#### [TO DO]
a. In the blog post about technology and thinking, what title does Tristan Harris hold at Google?
b. Extract the passage of the blog post about technology and thinking from "This is the" to "email update list.", copied word for word.

#### [TEXT SECTION]
** start **
Why we adore the technologies that undo our capacities to think

Why we adore the technologies that undo our capacities to think

This is the first in a series of posts on how technology undermines our ability to think clearly, and what we can do about it. To make sure you don't miss a post, shoot me an email at [email protected] and I will include you on the weekly email update list.

A client sent me a great article this week on how technology is intentionally designed to capture our attention, interrupt our work, and consume our time. The article is by Tristan Harris, a Google “Design Ethics and Product Philosopher” (whatever the heck that job is, I mean, really…). Anyway, the article served to crystallise a lot of my recent thinking, reading, and listening - trying to answer the question: “How is the ubiquity of technology affecting the way we think, relate and work?”

So, encouraged by the synchronicity of my client’s email, and spurred on not to be outdone by a millennial with a fancy title, I’ve decided to start a series of weekly posts on how technology is affecting us and what we can do about it.

Technology "hijacks people's minds"

Tristan Harris’ thesis is that “technology hijacks people’s minds”. In his article he describes ten ways technology designers achieve this. And he makes a compelling case. Have a read of the article in full when you get a chance.

But probably the most literal way your mind gets hijacked by technology is when it exploits your dopamine pathways to give you that little “zing” when someone likes your status update, or you get another email, or something new is on your twitter feed. Importantly, that reinforcement is random. When you check your phone or computer: sometimes there’s something there that’s new and “zingy” – releasing the little dopamine rush – and sometimes there isn’t. And that random positive reinforcement is the most effective way of getting you hooked to the checking behaviour.
** end **
#### [MATERIAL PROVIDED]
** start **
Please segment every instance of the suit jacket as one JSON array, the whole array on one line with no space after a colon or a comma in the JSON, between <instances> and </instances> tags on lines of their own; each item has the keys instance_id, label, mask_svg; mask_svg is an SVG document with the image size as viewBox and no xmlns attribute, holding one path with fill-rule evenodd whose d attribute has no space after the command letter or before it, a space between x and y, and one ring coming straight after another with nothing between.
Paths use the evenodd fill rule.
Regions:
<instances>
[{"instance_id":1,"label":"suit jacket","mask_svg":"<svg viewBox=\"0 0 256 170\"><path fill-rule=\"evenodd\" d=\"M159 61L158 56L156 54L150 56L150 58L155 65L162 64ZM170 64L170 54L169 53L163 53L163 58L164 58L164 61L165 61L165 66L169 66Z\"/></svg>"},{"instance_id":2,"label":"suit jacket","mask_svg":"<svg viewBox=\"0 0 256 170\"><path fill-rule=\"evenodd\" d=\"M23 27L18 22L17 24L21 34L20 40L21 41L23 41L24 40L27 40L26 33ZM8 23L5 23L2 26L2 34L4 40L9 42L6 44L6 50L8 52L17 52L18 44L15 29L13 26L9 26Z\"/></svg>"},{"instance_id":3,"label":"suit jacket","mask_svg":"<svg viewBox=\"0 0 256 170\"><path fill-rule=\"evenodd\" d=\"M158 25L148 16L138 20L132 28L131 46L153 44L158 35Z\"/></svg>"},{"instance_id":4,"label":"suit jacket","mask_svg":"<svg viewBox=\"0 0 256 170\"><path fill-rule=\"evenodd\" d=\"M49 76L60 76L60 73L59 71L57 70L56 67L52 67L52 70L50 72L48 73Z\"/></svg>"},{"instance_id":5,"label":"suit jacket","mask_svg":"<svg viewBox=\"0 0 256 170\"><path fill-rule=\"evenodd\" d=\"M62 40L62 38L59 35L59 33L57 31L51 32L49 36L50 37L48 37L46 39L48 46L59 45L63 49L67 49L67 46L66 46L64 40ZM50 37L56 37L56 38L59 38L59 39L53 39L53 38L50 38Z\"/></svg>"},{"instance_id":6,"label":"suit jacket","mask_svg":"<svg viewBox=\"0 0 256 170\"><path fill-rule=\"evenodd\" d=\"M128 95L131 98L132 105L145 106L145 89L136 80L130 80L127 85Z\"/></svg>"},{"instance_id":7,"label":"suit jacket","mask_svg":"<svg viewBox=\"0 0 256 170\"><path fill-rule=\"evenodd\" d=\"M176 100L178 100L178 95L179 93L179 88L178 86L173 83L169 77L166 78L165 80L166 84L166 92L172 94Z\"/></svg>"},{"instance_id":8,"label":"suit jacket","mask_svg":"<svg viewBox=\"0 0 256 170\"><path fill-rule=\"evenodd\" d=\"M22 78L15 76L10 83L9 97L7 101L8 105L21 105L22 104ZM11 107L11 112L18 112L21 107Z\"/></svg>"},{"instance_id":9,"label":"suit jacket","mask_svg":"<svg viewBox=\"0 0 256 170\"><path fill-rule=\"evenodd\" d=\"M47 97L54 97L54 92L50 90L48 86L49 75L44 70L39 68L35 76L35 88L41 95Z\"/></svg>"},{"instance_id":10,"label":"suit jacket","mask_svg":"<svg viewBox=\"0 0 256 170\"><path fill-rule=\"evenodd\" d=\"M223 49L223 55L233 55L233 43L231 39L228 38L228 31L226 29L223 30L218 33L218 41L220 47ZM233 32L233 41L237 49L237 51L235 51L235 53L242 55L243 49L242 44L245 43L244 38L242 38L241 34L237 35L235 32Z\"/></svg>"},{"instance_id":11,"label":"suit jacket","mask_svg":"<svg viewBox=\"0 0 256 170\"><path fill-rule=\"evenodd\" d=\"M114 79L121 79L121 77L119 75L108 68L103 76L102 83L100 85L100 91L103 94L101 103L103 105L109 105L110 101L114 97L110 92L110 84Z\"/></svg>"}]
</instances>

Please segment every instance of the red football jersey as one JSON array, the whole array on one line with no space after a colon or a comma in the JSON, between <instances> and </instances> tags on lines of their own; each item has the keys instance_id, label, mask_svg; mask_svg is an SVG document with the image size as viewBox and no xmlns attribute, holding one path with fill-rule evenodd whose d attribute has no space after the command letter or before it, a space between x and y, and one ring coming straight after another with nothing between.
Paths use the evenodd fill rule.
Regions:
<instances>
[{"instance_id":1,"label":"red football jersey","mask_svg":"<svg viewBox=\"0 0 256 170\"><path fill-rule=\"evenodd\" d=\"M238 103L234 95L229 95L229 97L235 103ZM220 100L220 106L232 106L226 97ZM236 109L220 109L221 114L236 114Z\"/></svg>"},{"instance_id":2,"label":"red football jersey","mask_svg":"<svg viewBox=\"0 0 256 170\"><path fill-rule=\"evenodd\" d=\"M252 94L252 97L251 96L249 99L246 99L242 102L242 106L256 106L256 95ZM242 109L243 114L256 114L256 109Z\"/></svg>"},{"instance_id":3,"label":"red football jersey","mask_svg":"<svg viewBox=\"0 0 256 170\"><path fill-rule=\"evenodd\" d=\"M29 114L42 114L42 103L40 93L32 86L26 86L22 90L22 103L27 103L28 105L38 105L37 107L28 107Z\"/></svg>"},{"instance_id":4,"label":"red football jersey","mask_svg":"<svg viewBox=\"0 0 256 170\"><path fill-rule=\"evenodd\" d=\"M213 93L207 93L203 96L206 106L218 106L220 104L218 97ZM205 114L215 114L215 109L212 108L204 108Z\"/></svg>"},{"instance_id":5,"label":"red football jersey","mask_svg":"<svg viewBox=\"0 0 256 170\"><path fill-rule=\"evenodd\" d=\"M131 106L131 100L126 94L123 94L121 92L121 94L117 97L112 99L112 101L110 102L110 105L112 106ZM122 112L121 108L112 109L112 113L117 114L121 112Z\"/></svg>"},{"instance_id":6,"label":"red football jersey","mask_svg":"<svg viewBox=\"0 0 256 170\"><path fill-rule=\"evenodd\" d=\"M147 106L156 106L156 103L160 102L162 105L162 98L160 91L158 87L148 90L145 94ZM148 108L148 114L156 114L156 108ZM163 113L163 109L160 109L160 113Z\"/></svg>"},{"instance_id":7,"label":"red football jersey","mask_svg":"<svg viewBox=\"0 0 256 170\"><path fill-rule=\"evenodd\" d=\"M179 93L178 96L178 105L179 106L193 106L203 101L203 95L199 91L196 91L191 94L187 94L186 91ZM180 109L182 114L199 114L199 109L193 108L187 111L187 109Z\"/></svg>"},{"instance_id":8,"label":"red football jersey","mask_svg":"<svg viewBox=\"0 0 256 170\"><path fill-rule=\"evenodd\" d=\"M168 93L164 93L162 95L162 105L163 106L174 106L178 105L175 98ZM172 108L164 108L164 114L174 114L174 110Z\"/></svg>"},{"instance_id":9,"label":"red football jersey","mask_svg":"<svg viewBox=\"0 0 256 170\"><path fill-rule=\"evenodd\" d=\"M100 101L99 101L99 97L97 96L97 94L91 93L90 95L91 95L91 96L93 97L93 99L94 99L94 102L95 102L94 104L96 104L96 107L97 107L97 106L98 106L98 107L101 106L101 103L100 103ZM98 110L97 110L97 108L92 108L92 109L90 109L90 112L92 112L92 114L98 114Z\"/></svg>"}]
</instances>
** end **
#### [RESULTS OF THE EXERCISE]
a. Design Ethics and Product Philosopher

b.
This is the first in a series of posts on how technology undermines our ability to think clearly, and what we can do about it. To make sure you don't miss a post, shoot me an email at [email protected] and I will include you on the weekly email update list.